**Prompt**
Print each record below word for word.

Point-per-instance localization data
--- --- ---

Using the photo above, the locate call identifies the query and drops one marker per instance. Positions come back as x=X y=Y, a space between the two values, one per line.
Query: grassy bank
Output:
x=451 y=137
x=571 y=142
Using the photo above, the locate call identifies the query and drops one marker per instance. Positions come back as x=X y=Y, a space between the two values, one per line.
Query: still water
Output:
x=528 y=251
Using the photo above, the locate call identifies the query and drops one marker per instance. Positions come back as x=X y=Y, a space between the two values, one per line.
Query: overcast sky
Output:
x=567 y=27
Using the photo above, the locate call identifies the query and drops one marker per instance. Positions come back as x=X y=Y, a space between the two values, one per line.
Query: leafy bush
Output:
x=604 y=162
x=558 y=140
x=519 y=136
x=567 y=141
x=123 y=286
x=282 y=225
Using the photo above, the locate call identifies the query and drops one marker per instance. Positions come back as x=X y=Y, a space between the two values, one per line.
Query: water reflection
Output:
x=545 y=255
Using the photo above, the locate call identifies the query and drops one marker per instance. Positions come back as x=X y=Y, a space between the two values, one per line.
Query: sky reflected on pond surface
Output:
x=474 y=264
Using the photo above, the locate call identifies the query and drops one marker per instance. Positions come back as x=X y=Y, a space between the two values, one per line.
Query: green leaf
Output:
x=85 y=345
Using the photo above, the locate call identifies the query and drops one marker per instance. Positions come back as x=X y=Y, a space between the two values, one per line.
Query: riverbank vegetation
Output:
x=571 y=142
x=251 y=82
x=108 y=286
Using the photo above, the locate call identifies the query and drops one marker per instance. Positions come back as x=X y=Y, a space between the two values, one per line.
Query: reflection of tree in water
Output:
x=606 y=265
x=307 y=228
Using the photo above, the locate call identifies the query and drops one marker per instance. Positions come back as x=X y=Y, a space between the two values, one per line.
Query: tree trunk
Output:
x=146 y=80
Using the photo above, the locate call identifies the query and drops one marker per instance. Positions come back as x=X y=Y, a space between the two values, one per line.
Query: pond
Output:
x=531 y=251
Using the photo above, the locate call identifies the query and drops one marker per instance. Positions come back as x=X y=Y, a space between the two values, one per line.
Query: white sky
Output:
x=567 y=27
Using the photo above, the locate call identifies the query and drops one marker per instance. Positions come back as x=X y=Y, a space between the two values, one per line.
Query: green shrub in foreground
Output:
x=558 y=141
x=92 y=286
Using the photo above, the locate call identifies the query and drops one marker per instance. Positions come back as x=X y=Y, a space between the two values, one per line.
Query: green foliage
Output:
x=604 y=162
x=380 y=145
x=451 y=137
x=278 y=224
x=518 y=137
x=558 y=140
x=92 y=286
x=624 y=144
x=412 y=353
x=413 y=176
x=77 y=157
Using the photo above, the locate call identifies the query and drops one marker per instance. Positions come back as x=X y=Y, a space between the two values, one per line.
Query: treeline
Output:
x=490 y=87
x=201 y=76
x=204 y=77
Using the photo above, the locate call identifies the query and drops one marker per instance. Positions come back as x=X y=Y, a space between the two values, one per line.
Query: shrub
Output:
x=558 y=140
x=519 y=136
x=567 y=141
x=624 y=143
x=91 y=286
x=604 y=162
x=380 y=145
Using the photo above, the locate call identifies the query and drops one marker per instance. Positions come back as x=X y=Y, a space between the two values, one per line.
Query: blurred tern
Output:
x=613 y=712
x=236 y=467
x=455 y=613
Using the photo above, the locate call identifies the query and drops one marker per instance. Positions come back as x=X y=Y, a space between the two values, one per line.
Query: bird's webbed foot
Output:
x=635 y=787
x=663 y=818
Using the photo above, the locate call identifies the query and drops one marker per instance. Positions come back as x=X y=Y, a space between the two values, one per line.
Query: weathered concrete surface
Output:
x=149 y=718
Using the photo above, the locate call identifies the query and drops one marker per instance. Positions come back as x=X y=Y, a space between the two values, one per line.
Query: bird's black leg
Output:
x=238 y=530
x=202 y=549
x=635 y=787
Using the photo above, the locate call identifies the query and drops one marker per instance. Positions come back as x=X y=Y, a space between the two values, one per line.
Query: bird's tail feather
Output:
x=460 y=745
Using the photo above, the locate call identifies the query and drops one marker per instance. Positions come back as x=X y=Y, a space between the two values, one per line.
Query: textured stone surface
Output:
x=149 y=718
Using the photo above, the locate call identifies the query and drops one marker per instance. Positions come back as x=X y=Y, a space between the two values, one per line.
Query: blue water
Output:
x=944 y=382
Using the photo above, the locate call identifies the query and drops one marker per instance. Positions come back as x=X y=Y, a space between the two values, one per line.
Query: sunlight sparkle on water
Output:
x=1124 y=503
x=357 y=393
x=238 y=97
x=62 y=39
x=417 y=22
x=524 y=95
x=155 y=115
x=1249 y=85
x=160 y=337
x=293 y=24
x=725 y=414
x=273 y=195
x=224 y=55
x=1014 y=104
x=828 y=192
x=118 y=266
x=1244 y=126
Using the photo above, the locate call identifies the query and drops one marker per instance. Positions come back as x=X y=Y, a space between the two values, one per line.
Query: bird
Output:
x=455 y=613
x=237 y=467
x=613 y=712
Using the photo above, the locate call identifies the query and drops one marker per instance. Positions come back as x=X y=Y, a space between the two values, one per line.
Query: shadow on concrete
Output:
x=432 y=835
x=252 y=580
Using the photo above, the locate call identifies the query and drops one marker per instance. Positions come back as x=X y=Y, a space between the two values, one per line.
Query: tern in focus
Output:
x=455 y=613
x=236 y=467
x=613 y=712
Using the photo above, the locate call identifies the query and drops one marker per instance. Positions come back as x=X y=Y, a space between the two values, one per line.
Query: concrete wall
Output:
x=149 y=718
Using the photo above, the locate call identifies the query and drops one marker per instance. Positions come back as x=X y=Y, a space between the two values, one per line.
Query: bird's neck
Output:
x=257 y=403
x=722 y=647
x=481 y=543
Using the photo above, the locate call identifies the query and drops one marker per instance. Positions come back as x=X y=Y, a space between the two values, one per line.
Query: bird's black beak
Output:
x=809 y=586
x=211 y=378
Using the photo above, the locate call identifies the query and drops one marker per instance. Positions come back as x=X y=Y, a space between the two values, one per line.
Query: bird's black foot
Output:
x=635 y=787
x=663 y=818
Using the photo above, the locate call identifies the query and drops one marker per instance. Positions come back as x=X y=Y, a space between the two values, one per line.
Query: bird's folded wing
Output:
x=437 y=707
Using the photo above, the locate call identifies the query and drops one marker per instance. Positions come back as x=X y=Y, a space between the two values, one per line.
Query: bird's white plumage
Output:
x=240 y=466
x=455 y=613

--- --- ---

**Solution for this exercise**
Using the photo above, the locate call identifies the query and drops one marker per instance. Positions come back as x=X y=Y, a space between the two values, one per line.
Query: grassy bank
Output:
x=451 y=137
x=571 y=142
Using the photo above, the locate call identifies the query and drops one marker per instance. Positions come back as x=X y=Y, a space between the two values, one per line.
Query: still water
Output:
x=528 y=251
Using the photo above, the locate call identifies the query and drops one marker per instance. Positions come back as x=X y=Y, a space between the two values, one per line.
Query: overcast sky
Output:
x=567 y=27
Using the photo above, the locate call identifies the query and drops one marker per instance. Positions come back as x=X y=Y, a space between the two values, one per line.
Query: leafy bush
Output:
x=604 y=162
x=558 y=140
x=519 y=136
x=567 y=141
x=123 y=286
x=282 y=225
Using the photo above, the locate call identifies the query and drops one marker per instance. Positions come back as x=X y=Y, a space between the two values, one per line.
Query: water reflection
Output:
x=545 y=255
Using the photo above, the locate call identifies the query and drops one marker per instance. Positions come back as x=X y=Y, a space between the two values, one per line.
Query: sky reflected on pond surface
Output:
x=474 y=264
Using the photo above, the locate call identifies the query and drops one marker per instance. Positions come back as x=X y=Y, a space between the two values, one per line.
Query: green leaf
Output:
x=85 y=345
Using the photo above, the locate call identifies the query and drops one marker per instance. Positions come back as x=X y=Y, a space between the two values, one per line.
Query: riverbank vegetation
Output:
x=571 y=142
x=251 y=82
x=108 y=286
Using the photo above, the locate call identifies the query and drops one marker per instance. Positions come back as x=X y=Y, a space between the two values, one per line.
Query: reflection of tree in water
Output:
x=606 y=265
x=307 y=228
Using the photo above, the locate call identifies the query and drops one marker per instance. Positions come back as x=X y=Y, a space between the two values, one per line.
Query: tree trunk
Output:
x=146 y=80
Using the photo above, the locate call identifies the query and drops one marker per instance. Positions come back as x=X y=Y, a space between the two values, one per line.
Query: pond
Output:
x=531 y=251
Using the photo above, the locate call identifies the query and drops one marker per instance. Positions come back as x=X y=Y, a space between the two values, one per line.
Query: white sky
Output:
x=567 y=27
Using the photo above, the locate call identifies the query and drops one marker per instance. Positions come back as x=X y=Y, a space between the two values, one per line.
Query: green shrub in foreground
Output:
x=558 y=141
x=92 y=286
Using the photo above, the locate call identifies the query and drops one marker per instance. Positions come back as x=X y=Y, a space between the two values, one per line.
Query: green foliage
Output:
x=604 y=162
x=380 y=145
x=451 y=137
x=278 y=224
x=518 y=137
x=558 y=140
x=92 y=286
x=624 y=144
x=412 y=353
x=413 y=176
x=77 y=157
Using the photo above, the locate call identifies the query and drops one marker per instance. Positions come back as x=X y=Y, a space between the two values, one per line.
Query: treeline
Output:
x=490 y=87
x=201 y=76
x=204 y=77
Using the photo above, the locate call identifies the query and drops one marker per instance. Positions come back as x=X y=Y, a space between the two values, one per line.
Query: shrub
Output:
x=558 y=140
x=519 y=136
x=567 y=141
x=624 y=143
x=91 y=286
x=604 y=162
x=380 y=145
Using the photo above, the locate call identifies the query and drops one marker per instance. Positions come back as x=X y=Y, a space between the two values, one per line.
Query: blurred tern
Output:
x=613 y=712
x=236 y=467
x=455 y=613
Using the photo above, the locate call identifies the query and drops one marker per instance. Positions come back as x=X y=Y, a space between the two values, one per line.
Query: bird's webbed foot
Output:
x=635 y=787
x=663 y=818
Using the photo above, the locate call identifies the query and drops one marker per instance. Positions come back as x=X y=Y, a space between the two values, one per line.
Query: weathered concrete surface
Output:
x=149 y=718
Using the photo above, the locate call identifies the query and drops one marker per instance. Positions come back as x=X y=Y, a space between the two values, one per line.
Query: bird's black leg
Output:
x=238 y=530
x=202 y=549
x=635 y=787
Using the photo above, the locate call identifies the query and drops one marker per instance. Positions come back as x=X y=Y, a space between the two values, one per line.
Query: bird's tail feather
Output:
x=460 y=745
Using the photo above, the locate call identifies the query and drops one marker per instance. Positions come back as x=X y=Y, a space between the two values, one per line.
Query: textured stone surface
Output:
x=149 y=718
Using the photo above, the locate call identifies the query and drops one marker per instance. Positions come back as x=X y=Y, a space between the two values, one per line.
Query: blue water
Output:
x=944 y=382
Using the photo above, the locate call identifies the query and drops one marker per instance. Positions come back as x=X y=Y, a space between the two values, one per line.
Query: sunlight sparkle on water
Output:
x=1124 y=503
x=357 y=393
x=238 y=97
x=62 y=39
x=417 y=22
x=524 y=95
x=155 y=115
x=1249 y=85
x=160 y=337
x=293 y=24
x=725 y=414
x=273 y=195
x=224 y=55
x=1014 y=104
x=828 y=192
x=118 y=266
x=1244 y=126
Using the photo above, the locate call identifies the query and drops one marker per instance. Positions come back as x=X y=Y, a space between the two values, one per line.
Query: bird
Output:
x=455 y=613
x=237 y=467
x=613 y=712
Using the photo above, the locate call identifies the query and drops one marker per instance. Positions come back as x=X y=Y, a space between the two values, one per line.
Query: shadow on concrete
Output:
x=432 y=835
x=252 y=580
Using the photo above, the locate call identifies the query and drops one marker per instance. Positions come back as x=X y=Y, a space between the two values, one per line.
Query: tern in focus
Output:
x=455 y=613
x=236 y=467
x=613 y=712
Using the photo above, the locate call identifies the query and drops one marker per instance. Positions come back as x=X y=Y, a space between the two values, one per line.
Query: concrete wall
Output:
x=149 y=718
Using the photo above, the locate call identifies the query and drops one marker per instance. Positions come back as x=X y=Y, a space between the two values, one per line.
Query: bird's neck
Output:
x=257 y=403
x=722 y=647
x=481 y=543
Using the photo above, the locate call identifies the query and drops one marker per instance. Positions come back as x=X y=Y, a space between the two values, one per line.
Query: bird's black beak
Output:
x=809 y=586
x=211 y=378
Using the photo above, the locate call identifies the query and drops one marker per instance. Positions come back as x=X y=Y, a space between the two values, one per line.
Query: bird's black foot
Output:
x=635 y=787
x=663 y=818
Using the photo above, the locate call identifies the query and drops one marker per instance. Positions come back as x=X y=Y, a space between the two values, one per line.
Query: bird's folded wing
Output:
x=437 y=707
Using the photo above, the locate call identifies the query and drops one marker per instance. Positions come back as x=X y=Y, a space between the two values, one per line.
Query: bird's white plumage
Output:
x=240 y=466
x=455 y=613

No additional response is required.